TRECHO DA FONTE:
========================================

Diante da mudança de cenário, algumas reflexões têm sido feitas entre os que acompanham o dia a dia do Congresso Nacional. Há ao menos três pontos que precisam ser avaliados a médio prazo para saber se as negociações ente Executivo e Legislativo permanecem como estão hoje ou se retrocederão ao que era antes do bolsonarismo, quando predominou a troca de cargos por apoio congressual.

O primeiro deles é o prazo de validade de Rodrigo Maia. Ele não pode mais disputar a reeleição para a presidência da Câmara. Seu mandato acaba em fevereiro de 2021 e não se sabe se seu sucessor está apto a tocar uma agenda paralela no Legislativo, na qual pouco se importa com o que vem do Executivo.

========================================

Itens armazenados
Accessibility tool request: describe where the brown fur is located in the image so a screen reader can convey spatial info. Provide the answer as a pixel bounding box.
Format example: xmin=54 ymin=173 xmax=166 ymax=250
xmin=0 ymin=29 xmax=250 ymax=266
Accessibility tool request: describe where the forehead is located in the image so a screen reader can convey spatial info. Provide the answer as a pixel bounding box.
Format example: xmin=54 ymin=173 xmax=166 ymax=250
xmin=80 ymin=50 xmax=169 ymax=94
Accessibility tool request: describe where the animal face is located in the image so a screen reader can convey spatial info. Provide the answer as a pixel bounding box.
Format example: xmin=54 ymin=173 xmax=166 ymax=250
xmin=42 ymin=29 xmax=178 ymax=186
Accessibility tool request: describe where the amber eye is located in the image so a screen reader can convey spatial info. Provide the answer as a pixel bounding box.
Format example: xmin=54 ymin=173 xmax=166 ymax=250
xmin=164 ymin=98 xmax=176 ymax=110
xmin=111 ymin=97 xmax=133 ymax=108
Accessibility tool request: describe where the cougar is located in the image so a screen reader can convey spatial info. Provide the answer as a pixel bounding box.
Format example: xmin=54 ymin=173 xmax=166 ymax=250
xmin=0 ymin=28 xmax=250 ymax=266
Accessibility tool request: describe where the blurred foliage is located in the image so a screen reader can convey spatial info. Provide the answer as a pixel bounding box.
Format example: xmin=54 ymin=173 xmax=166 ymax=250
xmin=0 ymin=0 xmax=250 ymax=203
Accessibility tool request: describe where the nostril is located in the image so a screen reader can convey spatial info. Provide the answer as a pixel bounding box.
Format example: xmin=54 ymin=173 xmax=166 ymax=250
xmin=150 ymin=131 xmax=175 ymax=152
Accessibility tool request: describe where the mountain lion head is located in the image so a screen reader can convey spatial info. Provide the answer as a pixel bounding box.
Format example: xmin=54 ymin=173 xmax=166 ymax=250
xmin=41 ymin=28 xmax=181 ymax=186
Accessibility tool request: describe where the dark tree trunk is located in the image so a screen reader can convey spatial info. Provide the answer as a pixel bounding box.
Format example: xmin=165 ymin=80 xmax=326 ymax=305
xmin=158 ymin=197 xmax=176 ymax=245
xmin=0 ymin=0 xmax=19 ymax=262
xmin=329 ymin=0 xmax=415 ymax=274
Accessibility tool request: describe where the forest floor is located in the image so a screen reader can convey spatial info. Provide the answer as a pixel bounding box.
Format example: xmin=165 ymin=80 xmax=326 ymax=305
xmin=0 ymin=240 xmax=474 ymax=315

========================================

INSTRUÇÕES DO EXERCÍCIO:
• A. Reproduza, por favor, uma parte do trecho sobre o Congresso sem nenhuma alteração: comece nas palavras "Diante da mudança" e pare logo depois de "por apoio congressual.".
• B. Indique se cada afirmação abaixo está de acordo com o trecho sobre o Congresso, respondendo sim ou não e citando literalmente as palavras do trecho que decidem a questão.
(i) Rodrigo Maia ainda pode disputar a reeleição para a presidência da Câmara.
(ii) O mandato de Rodrigo Maia termina em fevereiro de 2021.
(iii) Há ao menos três pontos que precisam ser avaliados a médio prazo.
• C. Responda às perguntas com base no trecho sobre o Congresso:
(i) Entre quem têm sido feitas algumas reflexões?
(ii) O que predominou antes do bolsonarismo?
(iii) Qual é o primeiro dos pontos a serem avaliados?
Os itens armazenados não têm papel nesta atividade.

RESULTADOS:
• A.
Diante da mudança de cenário, algumas reflexões têm sido feitas entre os que acompanham o dia a dia do Congresso Nacional. Há ao menos três pontos que precisam ser avaliados a médio prazo para saber se as negociações ente Executivo e Legislativo permanecem como estão hoje ou se retrocederão ao que era antes do bolsonarismo, quando predominou a troca de cargos por apoio congressual.

• B.
(i) Não: "Ele não pode mais disputar a reeleição para a presidência da Câmara."
(ii) Sim: "Seu mandato acaba em fevereiro de 2021"
(iii) Sim: "Há ao menos três pontos que precisam ser avaliados a médio prazo"

• C.
(i) Entre os que acompanham o dia a dia do Congresso Nacional.
(ii) A troca de cargos por apoio congressual.
(iii) O prazo de validade de Rodrigo Maia.